**WORK TASK:** Once the pictures are set aside, copy the records below exactly as they stand.

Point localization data

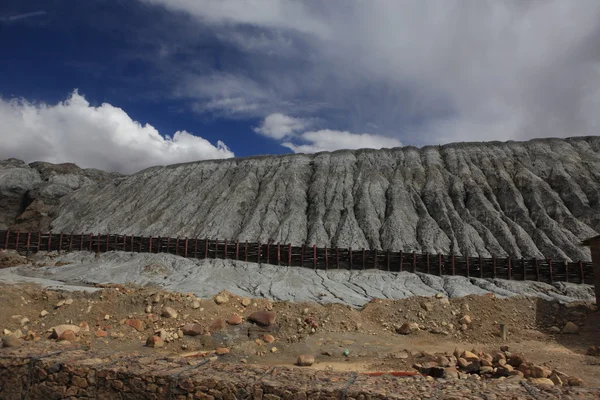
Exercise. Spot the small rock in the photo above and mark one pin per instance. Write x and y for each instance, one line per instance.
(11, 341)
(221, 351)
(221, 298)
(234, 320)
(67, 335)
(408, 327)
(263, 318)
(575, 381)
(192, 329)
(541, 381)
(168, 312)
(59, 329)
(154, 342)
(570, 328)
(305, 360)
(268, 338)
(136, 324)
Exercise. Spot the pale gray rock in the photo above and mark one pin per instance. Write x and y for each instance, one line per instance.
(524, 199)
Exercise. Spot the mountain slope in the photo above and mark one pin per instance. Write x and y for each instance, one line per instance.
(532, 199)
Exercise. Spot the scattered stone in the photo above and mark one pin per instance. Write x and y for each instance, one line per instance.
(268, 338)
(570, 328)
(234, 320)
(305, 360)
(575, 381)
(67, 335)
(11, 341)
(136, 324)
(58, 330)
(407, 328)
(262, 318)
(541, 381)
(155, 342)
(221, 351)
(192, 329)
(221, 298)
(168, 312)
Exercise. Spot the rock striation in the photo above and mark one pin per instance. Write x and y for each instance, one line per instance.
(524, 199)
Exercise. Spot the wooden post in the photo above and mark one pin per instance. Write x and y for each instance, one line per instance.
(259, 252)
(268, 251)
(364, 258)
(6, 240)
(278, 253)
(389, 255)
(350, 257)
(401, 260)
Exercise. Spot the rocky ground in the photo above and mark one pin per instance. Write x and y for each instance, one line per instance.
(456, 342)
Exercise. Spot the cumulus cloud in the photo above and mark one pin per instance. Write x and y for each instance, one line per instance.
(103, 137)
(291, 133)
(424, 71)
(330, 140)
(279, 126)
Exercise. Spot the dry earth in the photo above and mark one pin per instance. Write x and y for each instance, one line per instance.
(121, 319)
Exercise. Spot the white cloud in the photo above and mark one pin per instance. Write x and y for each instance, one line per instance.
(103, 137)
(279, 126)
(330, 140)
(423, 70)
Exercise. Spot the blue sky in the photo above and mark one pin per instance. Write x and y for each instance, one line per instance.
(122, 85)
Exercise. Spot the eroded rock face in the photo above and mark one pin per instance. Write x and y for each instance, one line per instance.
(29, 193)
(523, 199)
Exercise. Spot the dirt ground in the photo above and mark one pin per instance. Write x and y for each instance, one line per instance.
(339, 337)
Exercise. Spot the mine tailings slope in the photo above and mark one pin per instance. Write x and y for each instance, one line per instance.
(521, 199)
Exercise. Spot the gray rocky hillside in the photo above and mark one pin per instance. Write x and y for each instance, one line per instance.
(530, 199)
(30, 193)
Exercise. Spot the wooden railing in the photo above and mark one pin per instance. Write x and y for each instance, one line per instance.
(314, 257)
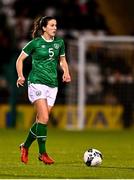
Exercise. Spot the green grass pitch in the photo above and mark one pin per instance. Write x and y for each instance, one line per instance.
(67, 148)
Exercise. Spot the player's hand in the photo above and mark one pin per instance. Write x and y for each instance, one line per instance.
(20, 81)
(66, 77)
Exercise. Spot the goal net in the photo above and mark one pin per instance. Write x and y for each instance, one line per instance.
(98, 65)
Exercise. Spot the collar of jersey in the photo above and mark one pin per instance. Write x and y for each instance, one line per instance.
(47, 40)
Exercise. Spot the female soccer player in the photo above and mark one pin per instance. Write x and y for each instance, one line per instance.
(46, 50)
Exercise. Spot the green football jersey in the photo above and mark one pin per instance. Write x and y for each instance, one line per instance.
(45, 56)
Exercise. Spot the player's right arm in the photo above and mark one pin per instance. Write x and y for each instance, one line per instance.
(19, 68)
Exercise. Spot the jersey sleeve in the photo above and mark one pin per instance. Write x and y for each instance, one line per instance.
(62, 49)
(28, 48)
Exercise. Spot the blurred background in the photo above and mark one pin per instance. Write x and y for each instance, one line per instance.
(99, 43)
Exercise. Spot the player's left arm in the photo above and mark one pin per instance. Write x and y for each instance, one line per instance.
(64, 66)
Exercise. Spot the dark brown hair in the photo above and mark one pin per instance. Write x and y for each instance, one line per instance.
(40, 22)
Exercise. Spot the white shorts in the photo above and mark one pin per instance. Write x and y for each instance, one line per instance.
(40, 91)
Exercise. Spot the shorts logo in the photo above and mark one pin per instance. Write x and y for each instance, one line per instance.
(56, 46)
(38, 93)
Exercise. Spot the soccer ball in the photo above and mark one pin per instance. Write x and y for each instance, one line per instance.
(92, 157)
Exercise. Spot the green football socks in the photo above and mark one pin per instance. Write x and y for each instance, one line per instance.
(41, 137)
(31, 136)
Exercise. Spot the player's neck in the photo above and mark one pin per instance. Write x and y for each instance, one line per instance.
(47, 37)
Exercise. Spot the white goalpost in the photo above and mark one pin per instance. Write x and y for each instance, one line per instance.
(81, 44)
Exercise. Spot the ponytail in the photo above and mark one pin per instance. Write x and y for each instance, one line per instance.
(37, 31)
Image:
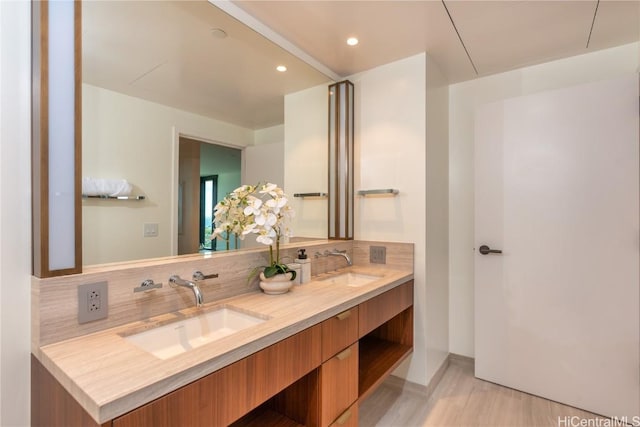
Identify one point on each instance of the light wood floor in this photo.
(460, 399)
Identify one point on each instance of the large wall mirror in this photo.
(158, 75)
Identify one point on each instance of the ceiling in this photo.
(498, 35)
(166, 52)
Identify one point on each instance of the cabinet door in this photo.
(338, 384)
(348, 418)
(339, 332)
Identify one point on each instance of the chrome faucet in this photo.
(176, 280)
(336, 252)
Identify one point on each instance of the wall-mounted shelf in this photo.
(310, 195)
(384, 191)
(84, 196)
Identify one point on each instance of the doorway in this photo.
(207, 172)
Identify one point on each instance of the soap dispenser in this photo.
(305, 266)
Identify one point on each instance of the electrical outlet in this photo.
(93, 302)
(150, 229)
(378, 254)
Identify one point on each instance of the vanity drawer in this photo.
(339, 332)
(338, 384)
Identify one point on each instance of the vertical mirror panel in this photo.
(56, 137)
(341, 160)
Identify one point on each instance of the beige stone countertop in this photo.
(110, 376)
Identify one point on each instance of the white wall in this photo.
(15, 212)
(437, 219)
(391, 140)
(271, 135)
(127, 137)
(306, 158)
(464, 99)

**EXPECTED ANSWER:**
Exercise. Spot the small rock in the photo above and mark one pin per instance. Write x and y for each instance, one line per instance.
(11, 341)
(221, 351)
(221, 298)
(234, 320)
(67, 335)
(408, 327)
(263, 318)
(575, 381)
(192, 329)
(541, 381)
(168, 312)
(59, 329)
(154, 342)
(570, 328)
(305, 360)
(268, 338)
(136, 324)
Exercise. Spot the pale gray rock in the photo above and mark one pin per instance. Write x and y for each instance, one line per instance.
(524, 199)
Exercise. Spot the mountain slope in the photo above and mark one pin per instance. Write x and y for each instance, one line per instance.
(532, 199)
Exercise. Spot the scattered stone in the photo above and mark one pin per instance. Write x and y for each instance, one line per instance.
(268, 338)
(570, 328)
(234, 320)
(305, 360)
(575, 381)
(67, 335)
(11, 341)
(136, 324)
(58, 330)
(407, 328)
(262, 318)
(541, 381)
(155, 342)
(221, 351)
(192, 329)
(221, 298)
(168, 312)
Exercise. Spot the rock striation in the photo above and mark one pin per instance. Write x and y for each instance, one line per instance.
(524, 199)
Exercise. Spot the wooden post in the photo above and mark one pin per instance. Write x and y for each instance, one line per instance.
(259, 252)
(268, 251)
(364, 258)
(6, 240)
(278, 253)
(389, 255)
(350, 257)
(401, 260)
Exercise. Spot the rocky ground in the photo above and mark one pin per instance. Write x and y for each instance, one line per instance.
(456, 342)
Exercise. Spot the cumulus cloud in the photo above and mark one pin per instance. Write x and y for each instance, one line per instance.
(103, 137)
(291, 133)
(424, 71)
(330, 140)
(279, 126)
Exercise. Spot the dry earth in the photo above and mark one pin per instance. Write x and y for each instance, one line per instance.
(121, 319)
Exercise. Spot the white cloud in the photo above and mark one pin per instance. Write x and y for each instance, one line per instance.
(103, 137)
(279, 126)
(330, 140)
(423, 70)
Exercise. Spot the blue sky in the photo above and mark one pin per instance. Write x and y for each instance, one line per instance.
(122, 85)
Exercise. Spot the eroded rock face in the photo above and mark one pin per instance. Write x and y for each instance, one line per instance.
(29, 193)
(523, 199)
Exercise. Spot the dirt ground in the photo above and mark one pin per instance. Write x and y for each instance, one line per instance.
(339, 337)
Exercise. Spot the mine tailings slope in the photo above and mark one pin per instance. Write x and y for each instance, one line per instance.
(521, 199)
Exercise. Spot the gray rocky hillside in the photo above and mark one pin per instance. Write x and y for each instance, one line per instance.
(530, 199)
(30, 193)
Exercise. Spot the wooden railing in the photo above and mark one pin per instance. Write x and y for each instance, one line per instance.
(314, 257)
Exercise. Spot the green grass pitch in the photo above and mark one pin per instance. Write x and y for each instance, one line per instance.
(67, 148)
Exercise. Spot the player's hand in the photo above and mark one pin per instance. Write x and y for each instance, one line per instance.
(20, 81)
(66, 77)
Exercise. Spot the goal net in the photo above and mark one pin per instance. Write x and y for each instance, one line per instance.
(98, 65)
Exercise. Spot the collar of jersey in the photo above and mark one pin per instance. Write x and y for each instance, one line per instance.
(47, 40)
Exercise. Spot the female soccer player in the photo above and mark one pin per instance. Write x and y for each instance, one line per instance.
(46, 50)
Exercise. Spot the green football jersey in the photo above and mark one pin per instance. Write x and y for each instance, one line per instance.
(45, 56)
Exercise. Spot the player's right arm in the photo above and mark one pin per instance. Write x and y for each instance, one line per instance.
(19, 68)
Exercise. Spot the jersey sleeve in the photo above and mark one pin per instance. Write x and y for each instance, one line per instance.
(62, 49)
(28, 48)
Exercise. Spot the blurred background in the photo above and mark one pin per instance. Write x and y for each instance, one line per instance.
(99, 43)
Exercise. Spot the player's left arm in the photo above and mark one pin per instance. Write x and y for each instance, one line per instance.
(64, 66)
Exercise. Spot the dark brown hair in the photo above and mark one pin per instance. Write x and y for each instance, one line per instance.
(40, 22)
Exercise. Spot the white shorts in the photo above and mark one pin per instance. Write x and y for each instance, one line per instance.
(40, 91)
Exercise. Spot the shorts logo in the photo above and mark one pin per instance. Write x and y for each instance, one line per instance.
(56, 46)
(38, 93)
Exercise. Spot the soccer ball in the photo above and mark one pin per instance. Write x and y for each instance, one line per instance.
(92, 157)
Exercise. Spot the green football socks in the photo above and mark one pin per instance. Write x and y for each instance, one line per instance.
(41, 137)
(31, 136)
Exercise. Spot the player's neck in the photo above and mark one pin per instance. Write x and y for each instance, one line per instance.
(47, 37)
Exercise. Spot the white goalpost in the photo above and mark one pin per instance. Write x and y for each instance, one line per instance.
(81, 44)
Exercise. Spot the ponytail in the photo above and mark one pin per instance. Write x and y for each instance, one line per instance.
(37, 31)
Image:
Identify one point on each instance of the light wood floor in this photo.
(460, 399)
Identify one point on each instance of the large wall mirror in this photo.
(158, 75)
Identify one point on each instance of the ceiling in this photo.
(498, 35)
(166, 52)
Identify one point on each instance of the cabinet door in this photo.
(338, 384)
(348, 418)
(339, 332)
Identify one point on each instance of the chrome faucet in this photo.
(176, 280)
(336, 252)
Identify one point on each instance of the wall-mounted shelf in this photo.
(310, 195)
(384, 191)
(84, 196)
Identify one point on each instance of the doorway in this photo.
(207, 172)
Identify one point on each instance of the soap dispenser in this photo.
(305, 266)
Identify one point on each instance of the electrical outlet in this photo.
(93, 302)
(150, 229)
(378, 254)
Identify one point on each instance of the vanity drawer in this photo.
(339, 332)
(338, 384)
Identify one point on each instance of the vertical mirror panel in this photo.
(56, 137)
(341, 160)
Identify one point on each instance of the beige stone countertop in this photo.
(110, 376)
Identify one point on each instance of the white wall in this photo.
(15, 212)
(437, 219)
(391, 140)
(271, 135)
(127, 137)
(306, 158)
(464, 99)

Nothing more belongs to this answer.